__PROBLEM TO WORK ON__
From the first line of the data through the line containing "Next, find the asphalt", return each line exactly.

__ENTRIES PROVIDED__

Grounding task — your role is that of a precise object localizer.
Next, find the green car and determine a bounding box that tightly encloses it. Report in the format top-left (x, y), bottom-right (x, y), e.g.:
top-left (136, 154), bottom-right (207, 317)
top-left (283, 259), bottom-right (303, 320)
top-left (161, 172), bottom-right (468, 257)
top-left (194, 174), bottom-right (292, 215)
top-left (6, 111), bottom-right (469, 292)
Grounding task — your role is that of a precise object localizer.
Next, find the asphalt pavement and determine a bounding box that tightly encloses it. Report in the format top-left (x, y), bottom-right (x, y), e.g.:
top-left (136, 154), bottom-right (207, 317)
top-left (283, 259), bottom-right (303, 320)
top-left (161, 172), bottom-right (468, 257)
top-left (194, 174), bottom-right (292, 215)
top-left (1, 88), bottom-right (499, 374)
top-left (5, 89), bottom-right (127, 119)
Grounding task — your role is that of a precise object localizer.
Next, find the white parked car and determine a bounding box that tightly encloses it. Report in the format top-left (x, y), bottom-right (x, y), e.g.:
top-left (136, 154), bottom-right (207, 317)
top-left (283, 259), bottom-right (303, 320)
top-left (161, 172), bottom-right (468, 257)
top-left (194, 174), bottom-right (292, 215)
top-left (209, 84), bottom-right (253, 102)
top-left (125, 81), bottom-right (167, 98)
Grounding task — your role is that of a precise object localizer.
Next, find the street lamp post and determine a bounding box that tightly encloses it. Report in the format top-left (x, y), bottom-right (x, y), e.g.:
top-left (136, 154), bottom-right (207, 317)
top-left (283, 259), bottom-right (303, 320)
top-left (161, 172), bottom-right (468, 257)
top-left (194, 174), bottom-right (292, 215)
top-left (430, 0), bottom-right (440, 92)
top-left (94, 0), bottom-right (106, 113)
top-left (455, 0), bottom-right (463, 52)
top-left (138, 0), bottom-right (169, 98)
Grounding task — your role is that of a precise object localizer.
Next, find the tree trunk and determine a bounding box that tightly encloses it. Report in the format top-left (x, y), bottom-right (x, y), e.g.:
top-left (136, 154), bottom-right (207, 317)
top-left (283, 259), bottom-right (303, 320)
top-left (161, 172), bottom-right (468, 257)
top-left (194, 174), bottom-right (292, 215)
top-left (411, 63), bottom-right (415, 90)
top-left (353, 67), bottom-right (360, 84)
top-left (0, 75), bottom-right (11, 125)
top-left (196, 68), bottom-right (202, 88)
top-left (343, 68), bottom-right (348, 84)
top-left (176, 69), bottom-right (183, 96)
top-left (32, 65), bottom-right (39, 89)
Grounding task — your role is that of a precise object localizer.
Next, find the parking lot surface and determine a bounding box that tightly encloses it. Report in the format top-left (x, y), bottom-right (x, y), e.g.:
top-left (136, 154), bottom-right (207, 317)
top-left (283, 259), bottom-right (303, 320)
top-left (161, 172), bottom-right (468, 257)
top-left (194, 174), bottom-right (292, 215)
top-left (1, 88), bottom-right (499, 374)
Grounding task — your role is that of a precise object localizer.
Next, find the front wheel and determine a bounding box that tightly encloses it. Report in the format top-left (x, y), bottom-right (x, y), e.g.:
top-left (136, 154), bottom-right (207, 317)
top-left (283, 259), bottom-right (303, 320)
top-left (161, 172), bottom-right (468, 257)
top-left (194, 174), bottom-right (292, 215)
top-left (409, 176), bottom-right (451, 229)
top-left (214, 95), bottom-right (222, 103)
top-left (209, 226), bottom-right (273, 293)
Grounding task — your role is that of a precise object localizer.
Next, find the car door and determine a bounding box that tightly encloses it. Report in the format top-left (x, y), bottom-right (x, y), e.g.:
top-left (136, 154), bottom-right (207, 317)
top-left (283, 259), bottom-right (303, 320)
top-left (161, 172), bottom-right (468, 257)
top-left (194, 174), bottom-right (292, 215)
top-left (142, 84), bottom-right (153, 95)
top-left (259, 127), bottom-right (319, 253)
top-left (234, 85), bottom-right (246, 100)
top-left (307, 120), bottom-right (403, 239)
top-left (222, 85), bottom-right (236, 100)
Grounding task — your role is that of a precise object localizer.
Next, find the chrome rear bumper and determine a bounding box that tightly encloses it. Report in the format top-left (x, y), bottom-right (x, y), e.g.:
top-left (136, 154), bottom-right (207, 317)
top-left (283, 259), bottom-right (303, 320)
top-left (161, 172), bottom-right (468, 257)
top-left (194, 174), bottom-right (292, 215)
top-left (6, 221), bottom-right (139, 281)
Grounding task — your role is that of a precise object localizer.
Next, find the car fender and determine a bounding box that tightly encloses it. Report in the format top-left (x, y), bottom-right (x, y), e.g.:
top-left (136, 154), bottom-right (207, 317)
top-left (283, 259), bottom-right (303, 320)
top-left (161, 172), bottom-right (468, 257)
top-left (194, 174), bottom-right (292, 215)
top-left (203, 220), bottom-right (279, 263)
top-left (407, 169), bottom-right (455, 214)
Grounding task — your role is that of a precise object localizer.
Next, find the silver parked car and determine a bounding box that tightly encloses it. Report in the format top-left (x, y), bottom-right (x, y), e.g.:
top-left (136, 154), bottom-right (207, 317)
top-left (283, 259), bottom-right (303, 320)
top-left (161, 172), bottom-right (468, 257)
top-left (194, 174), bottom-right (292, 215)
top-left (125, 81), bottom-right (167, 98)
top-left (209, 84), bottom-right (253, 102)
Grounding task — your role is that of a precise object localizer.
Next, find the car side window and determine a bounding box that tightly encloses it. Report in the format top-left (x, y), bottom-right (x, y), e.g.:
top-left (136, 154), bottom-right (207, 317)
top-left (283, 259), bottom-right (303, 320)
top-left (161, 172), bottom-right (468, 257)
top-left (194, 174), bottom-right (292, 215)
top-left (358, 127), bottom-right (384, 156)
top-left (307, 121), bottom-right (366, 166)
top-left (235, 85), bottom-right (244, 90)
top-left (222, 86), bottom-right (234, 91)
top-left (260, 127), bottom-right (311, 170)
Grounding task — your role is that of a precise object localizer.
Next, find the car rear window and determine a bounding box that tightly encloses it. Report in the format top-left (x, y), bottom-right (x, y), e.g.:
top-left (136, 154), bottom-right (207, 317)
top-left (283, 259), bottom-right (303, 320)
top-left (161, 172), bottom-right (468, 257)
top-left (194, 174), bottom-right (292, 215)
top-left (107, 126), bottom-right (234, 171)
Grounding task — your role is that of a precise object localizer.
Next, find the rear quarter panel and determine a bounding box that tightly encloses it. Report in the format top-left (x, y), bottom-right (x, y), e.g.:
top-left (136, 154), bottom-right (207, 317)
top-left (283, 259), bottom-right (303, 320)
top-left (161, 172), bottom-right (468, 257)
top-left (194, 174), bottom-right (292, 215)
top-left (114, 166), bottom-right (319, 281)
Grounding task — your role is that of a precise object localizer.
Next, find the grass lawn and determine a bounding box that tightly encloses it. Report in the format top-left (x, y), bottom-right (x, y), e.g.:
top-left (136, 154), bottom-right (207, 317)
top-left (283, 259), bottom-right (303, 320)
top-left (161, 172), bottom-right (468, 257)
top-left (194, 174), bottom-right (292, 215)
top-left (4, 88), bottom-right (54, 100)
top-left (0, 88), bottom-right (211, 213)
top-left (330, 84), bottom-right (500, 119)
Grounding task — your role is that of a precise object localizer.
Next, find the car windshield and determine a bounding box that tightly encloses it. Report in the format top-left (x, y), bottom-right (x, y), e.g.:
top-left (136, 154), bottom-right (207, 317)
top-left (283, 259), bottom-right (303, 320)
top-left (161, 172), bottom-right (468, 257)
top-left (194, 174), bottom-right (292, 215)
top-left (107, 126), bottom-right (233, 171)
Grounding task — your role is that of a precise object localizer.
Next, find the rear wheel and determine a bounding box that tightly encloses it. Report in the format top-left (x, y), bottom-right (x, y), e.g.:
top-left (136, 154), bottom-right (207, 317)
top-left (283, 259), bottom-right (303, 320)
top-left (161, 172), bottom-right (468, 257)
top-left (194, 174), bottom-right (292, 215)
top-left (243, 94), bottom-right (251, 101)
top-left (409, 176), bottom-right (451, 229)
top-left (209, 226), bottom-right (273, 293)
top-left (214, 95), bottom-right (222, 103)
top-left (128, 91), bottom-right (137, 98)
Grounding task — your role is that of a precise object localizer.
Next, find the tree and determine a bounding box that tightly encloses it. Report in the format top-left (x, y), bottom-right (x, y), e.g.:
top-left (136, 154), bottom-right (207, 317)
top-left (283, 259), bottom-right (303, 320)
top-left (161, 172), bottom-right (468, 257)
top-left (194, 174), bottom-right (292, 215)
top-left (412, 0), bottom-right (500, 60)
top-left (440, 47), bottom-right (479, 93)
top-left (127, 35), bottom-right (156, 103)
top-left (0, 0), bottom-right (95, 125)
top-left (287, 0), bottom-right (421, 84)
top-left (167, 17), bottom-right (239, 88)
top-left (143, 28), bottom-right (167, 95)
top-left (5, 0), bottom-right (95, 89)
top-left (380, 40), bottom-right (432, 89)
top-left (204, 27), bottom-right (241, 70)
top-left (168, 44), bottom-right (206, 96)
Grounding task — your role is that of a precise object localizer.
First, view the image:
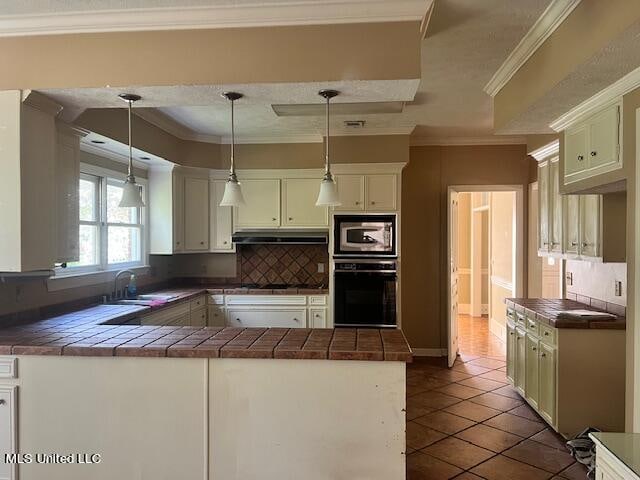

__WRITTEN RESPONSE__
Grounding task — your role is that of a precise object localizer.
Next, find the green car and determine a bounding box that tightly encloses it. Report in the format top-left (x, y), bottom-right (x, y), e.g.:
top-left (136, 154), bottom-right (207, 317)
top-left (283, 259), bottom-right (303, 320)
top-left (161, 172), bottom-right (468, 257)
top-left (194, 174), bottom-right (292, 215)
top-left (6, 111), bottom-right (469, 292)
Grounding task — your role is that of a precise object localizer.
Next, find the asphalt pavement and determine a bounding box that tightly encloses it. Report in the format top-left (x, y), bottom-right (x, y), e.g.:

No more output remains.